Written task: Rewrite all of the material below as a JSON list of strings, with one string for each line and blank lines left out. Omit the pictures.

# start of Input for this task

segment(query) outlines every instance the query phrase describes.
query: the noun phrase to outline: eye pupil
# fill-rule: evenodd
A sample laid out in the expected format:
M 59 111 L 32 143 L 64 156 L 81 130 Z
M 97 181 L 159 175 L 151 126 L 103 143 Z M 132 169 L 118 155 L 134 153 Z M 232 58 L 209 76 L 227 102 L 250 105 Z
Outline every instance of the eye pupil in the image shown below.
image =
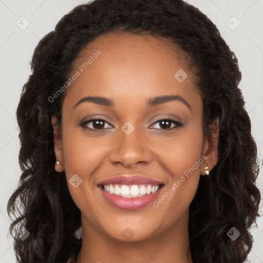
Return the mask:
M 170 128 L 171 128 L 171 121 L 160 121 L 160 122 L 161 123 L 161 124 L 160 125 L 160 127 L 161 127 L 161 128 L 169 129 Z M 170 125 L 168 125 L 169 123 Z M 164 123 L 164 125 L 163 125 L 163 123 Z M 168 125 L 168 127 L 167 127 L 167 126 L 166 125 Z
M 95 120 L 95 121 L 93 121 L 93 126 L 95 128 L 97 128 L 98 129 L 103 129 L 103 127 L 104 126 L 104 121 Z M 95 125 L 94 125 L 94 123 L 96 123 Z M 102 126 L 102 127 L 101 127 L 101 126 Z

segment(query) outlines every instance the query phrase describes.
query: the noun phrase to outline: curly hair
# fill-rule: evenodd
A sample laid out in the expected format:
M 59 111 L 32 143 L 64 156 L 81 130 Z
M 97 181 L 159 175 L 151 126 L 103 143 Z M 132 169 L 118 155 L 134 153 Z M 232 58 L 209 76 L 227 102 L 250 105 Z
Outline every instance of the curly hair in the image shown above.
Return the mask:
M 54 169 L 51 119 L 61 121 L 63 96 L 54 95 L 69 78 L 81 51 L 96 37 L 120 32 L 172 40 L 187 54 L 203 101 L 204 130 L 219 119 L 218 162 L 209 180 L 201 177 L 190 206 L 189 238 L 195 262 L 240 263 L 251 250 L 249 230 L 259 216 L 260 195 L 257 146 L 238 84 L 238 61 L 216 26 L 182 0 L 95 0 L 76 7 L 37 45 L 32 72 L 16 111 L 20 128 L 19 184 L 7 204 L 9 228 L 20 263 L 66 262 L 79 251 L 81 211 L 69 192 L 64 172 Z M 65 92 L 64 92 L 65 93 Z M 61 123 L 61 122 L 59 122 Z M 18 214 L 17 214 L 18 213 Z M 234 241 L 227 233 L 241 233 Z M 30 233 L 22 240 L 18 233 Z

# end of Input for this task

Result:
[
  "segment(query) outlines every instance the query phrase describes.",
  "query: the noun phrase to outline: eye pupil",
  "# fill-rule: evenodd",
  "A sample laid out in the expected format:",
  "M 59 111 L 32 143 L 64 156 L 81 130 Z",
  "M 97 181 L 159 175 L 151 126 L 103 143 Z M 132 169 L 118 155 L 134 153 Z M 232 58 L 209 76 L 227 102 L 250 105 Z",
  "Outline every instance of the eye pupil in the image shown below.",
  "image =",
  "Return the mask:",
  "M 170 128 L 171 128 L 171 121 L 160 121 L 160 122 L 161 123 L 161 124 L 160 125 L 160 127 L 161 127 L 161 128 L 169 129 Z M 170 125 L 168 125 L 169 123 Z M 164 123 L 164 125 L 163 125 L 163 123 Z M 168 125 L 168 127 L 167 127 L 167 126 L 166 125 Z",
  "M 95 120 L 95 121 L 93 121 L 93 126 L 95 128 L 97 128 L 98 129 L 103 129 L 103 127 L 104 126 L 104 121 Z M 95 125 L 94 125 L 94 123 L 96 123 Z M 102 126 L 102 127 L 101 127 L 101 126 Z",
  "segment(query) outlines every instance the query phrase describes.",
  "query: the noun phrase to outline: curly hair",
  "# fill-rule: evenodd",
  "A sample laid out in the expected format:",
  "M 59 111 L 32 143 L 64 156 L 81 130 Z",
  "M 97 181 L 159 175 L 151 126 L 103 143 Z M 132 169 L 118 155 L 134 153 Z M 232 58 L 209 76 L 227 102 L 250 105 Z",
  "Outline every instance of the curly hair in the image shown above.",
  "Return the mask:",
  "M 54 169 L 51 119 L 61 121 L 63 96 L 54 95 L 69 78 L 81 51 L 96 37 L 120 32 L 172 40 L 187 54 L 203 101 L 204 130 L 219 119 L 218 162 L 209 180 L 201 177 L 190 206 L 189 238 L 195 262 L 240 263 L 251 250 L 249 230 L 259 216 L 260 195 L 257 146 L 238 84 L 238 61 L 216 26 L 182 0 L 95 0 L 76 7 L 37 45 L 32 72 L 16 111 L 20 128 L 19 184 L 7 204 L 9 228 L 20 263 L 66 262 L 79 251 L 81 211 L 69 192 L 64 172 Z M 65 92 L 64 92 L 65 93 Z M 61 123 L 61 122 L 59 122 Z M 18 214 L 17 214 L 18 213 Z M 234 241 L 227 233 L 241 233 Z M 30 233 L 22 240 L 18 233 Z"
]